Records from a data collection
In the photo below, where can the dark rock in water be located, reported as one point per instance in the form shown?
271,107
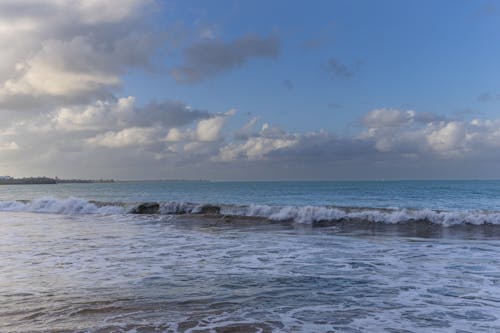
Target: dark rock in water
209,209
147,208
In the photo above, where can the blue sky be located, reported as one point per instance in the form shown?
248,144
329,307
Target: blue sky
246,90
431,56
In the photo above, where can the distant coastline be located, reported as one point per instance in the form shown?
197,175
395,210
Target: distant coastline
46,180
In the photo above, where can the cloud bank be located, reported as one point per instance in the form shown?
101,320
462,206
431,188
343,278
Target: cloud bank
62,65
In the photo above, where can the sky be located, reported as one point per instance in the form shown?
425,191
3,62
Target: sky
250,90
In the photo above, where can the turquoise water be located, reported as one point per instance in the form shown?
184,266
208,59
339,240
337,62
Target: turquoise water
71,265
445,195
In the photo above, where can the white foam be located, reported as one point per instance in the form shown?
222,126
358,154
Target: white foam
311,214
298,214
59,206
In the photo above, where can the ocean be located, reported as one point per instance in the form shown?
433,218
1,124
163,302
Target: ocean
364,256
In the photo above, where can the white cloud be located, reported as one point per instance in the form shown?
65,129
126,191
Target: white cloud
69,50
447,137
388,118
209,129
129,137
8,146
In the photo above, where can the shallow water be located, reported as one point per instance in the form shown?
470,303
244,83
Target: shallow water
164,273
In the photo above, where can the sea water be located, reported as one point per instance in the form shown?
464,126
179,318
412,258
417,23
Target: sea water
273,257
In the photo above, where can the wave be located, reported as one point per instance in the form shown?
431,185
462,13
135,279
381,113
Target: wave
298,214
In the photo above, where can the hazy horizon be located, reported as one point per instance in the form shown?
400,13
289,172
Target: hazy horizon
239,90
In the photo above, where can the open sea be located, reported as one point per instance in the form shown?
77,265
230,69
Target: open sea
381,256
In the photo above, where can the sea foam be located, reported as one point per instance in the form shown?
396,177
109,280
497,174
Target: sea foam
297,214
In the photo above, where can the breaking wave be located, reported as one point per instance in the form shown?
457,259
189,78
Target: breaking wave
298,214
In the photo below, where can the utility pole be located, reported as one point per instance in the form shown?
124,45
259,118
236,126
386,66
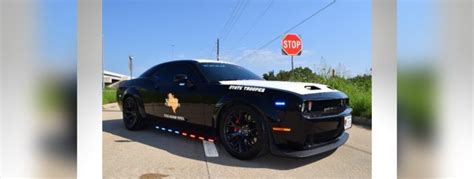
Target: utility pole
130,65
217,49
172,51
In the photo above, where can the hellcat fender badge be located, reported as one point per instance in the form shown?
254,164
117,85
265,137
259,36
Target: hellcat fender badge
172,102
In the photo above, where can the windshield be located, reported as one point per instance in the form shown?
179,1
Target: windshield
222,72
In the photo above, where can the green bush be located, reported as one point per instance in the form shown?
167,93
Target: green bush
359,88
109,96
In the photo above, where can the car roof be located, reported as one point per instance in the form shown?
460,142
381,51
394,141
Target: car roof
201,61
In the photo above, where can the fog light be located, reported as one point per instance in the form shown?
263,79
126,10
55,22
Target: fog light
347,122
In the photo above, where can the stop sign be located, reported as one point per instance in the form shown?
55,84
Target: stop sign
291,44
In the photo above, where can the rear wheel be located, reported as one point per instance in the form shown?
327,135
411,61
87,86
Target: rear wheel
243,133
132,118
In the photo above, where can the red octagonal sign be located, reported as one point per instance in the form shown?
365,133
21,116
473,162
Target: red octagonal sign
291,44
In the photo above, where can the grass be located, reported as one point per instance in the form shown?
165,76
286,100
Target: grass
109,96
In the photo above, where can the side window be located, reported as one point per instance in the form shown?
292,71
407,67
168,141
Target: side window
166,73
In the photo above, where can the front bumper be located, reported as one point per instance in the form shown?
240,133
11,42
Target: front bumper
319,149
309,135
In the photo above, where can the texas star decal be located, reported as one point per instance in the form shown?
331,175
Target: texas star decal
172,102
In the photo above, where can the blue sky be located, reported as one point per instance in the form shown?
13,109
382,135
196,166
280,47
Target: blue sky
148,30
416,32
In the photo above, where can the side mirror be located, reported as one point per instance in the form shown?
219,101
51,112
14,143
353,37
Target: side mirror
182,80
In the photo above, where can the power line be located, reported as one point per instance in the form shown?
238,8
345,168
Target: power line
231,17
254,24
225,27
290,29
239,14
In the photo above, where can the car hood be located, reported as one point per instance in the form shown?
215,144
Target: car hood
295,87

PROMPT —
Repeat all of the records above verbatim, line for line, leaving out the pictures.

RESPONSE BELOW —
In the photo below, where can the dark rock in water be located, reported as one point per instance in the form shown?
271,107
Target: dark rock in water
209,209
147,208
In the photo above, where can the blue sky be located, reported as one point per instance in the form shown?
248,144
329,307
Target: blue sky
246,90
431,56
In the photo above, where can the distant coastline be located, reported as one point per instance in the form shown?
197,175
395,210
Target: distant coastline
46,180
In the photo above, where can the cloud bank be located, reported as one point per instance in the form shown?
101,320
462,206
431,188
343,278
Target: cloud bank
62,65
In the photo above, where can the sky be located, reported as one point per instance in the form shown?
425,191
3,62
Target: sky
250,90
In the photo above, where can the turquoise water be located, reported as one point per instance in the form shown?
184,266
208,59
339,240
337,62
Target: turquoise water
71,265
445,195
In the photo above, where can the white foam be located, reported as one point per instance in the form shown?
222,126
358,154
Target: white foam
311,214
298,214
59,206
In the photo above, where can the ocean be located, reported as one point per instance in the form shown?
433,218
1,124
163,302
Target: ocean
364,256
In the photo above, where can the white cloud be located, reported as one point per instance in the form shown?
65,129
126,191
Target: white cloud
69,50
447,137
388,118
209,129
129,137
8,146
In the photo above, where can the shallow water be located, reported as one point per instance in the form shown?
470,303
244,83
Target: shallow water
164,273
In the photo above, where can the sea water be located, reported as one point per instance in the form shown?
464,126
179,318
412,258
417,23
Target: sea water
273,257
In the photo above, where can the wave be located, reported as one point per instance in the form shown?
431,185
462,13
135,279
381,113
Target: wave
298,214
In the photo above, where can the hazy horizon be located, reported as one point per instance in the form shown?
400,13
289,172
Target: hazy horizon
239,90
In the photo above, where can the open sea be located, reported as one point per instance in the form shown?
77,265
230,69
Target: open sea
381,256
In the photo above, where can the sea foam be located, reported as one point per instance in the form shown?
396,177
109,280
497,174
Target: sea foam
297,214
In the photo above, where can the breaking wave be located, reported as one point per instance in the form shown?
457,259
189,78
Target: breaking wave
298,214
In the photo below, where can the utility pole be located, reported as one point per instance in the form shown?
124,45
259,118
236,126
386,66
Target: utility pole
130,65
217,49
172,51
In the photo above, where can the hellcat fender badge be located, reported as one point per instance in the form shown?
254,164
117,85
265,137
259,36
Target: hellcat fender badge
172,102
In the photo above, where can the windshield be located, reported as one point per instance in the form shown?
179,1
Target: windshield
222,72
In the photo above, where can the green bush be located, reported as one point per instance in the form shown?
167,93
Target: green bush
359,88
109,96
In the photo above, where can the car roof be located, reported as one point per instance in the form shown?
460,142
381,51
394,141
Target: car roof
201,61
In the photo above, where can the fog light be located, reported as one point per instance in the form shown?
263,79
126,10
55,22
Target: fog light
347,122
In the photo above, where can the stop sign be located, reported as one point per instance in the form shown?
55,84
Target: stop sign
291,44
In the photo above, where can the rear wheel be located, reported as one point per instance in the form shown?
327,135
411,61
87,86
Target: rear wheel
243,133
132,118
In the photo above, where can the red octagonal sign be located, reported as one point per instance in the form shown?
365,133
21,116
473,162
Target: red octagonal sign
291,44
In the photo above, where can the grass be located, reported as one point per instance in the form shown?
165,76
286,100
Target: grass
109,96
In the photo above, where can the side window be located, reported as one point per instance in the form shown?
292,71
407,67
168,141
Target: side window
166,73
In the photo above, where can the front bumper be located, reported as one point per instance in the form shown?
240,133
11,42
Target: front bumper
319,149
309,135
In the photo above, where can the texas star decal be located, reported as one point per instance in the form shown?
331,175
Target: texas star decal
172,102
In the photo above, where can the blue sky be located, reported as one point per instance in the form shown?
13,109
382,135
196,166
280,47
Target: blue sky
148,30
416,32
In the photo above, where can the side mirror be located, reported as one point per instance in the form shown?
219,101
51,112
14,143
353,37
Target: side mirror
182,80
In the photo above, where can the power line be located, reported as one point per instance in the form shown?
238,8
345,168
Target: power line
231,17
254,24
225,27
290,29
239,14
In the photo above, where can the car hood be located, reported as one point per instance in the form shown?
215,144
Target: car hood
295,87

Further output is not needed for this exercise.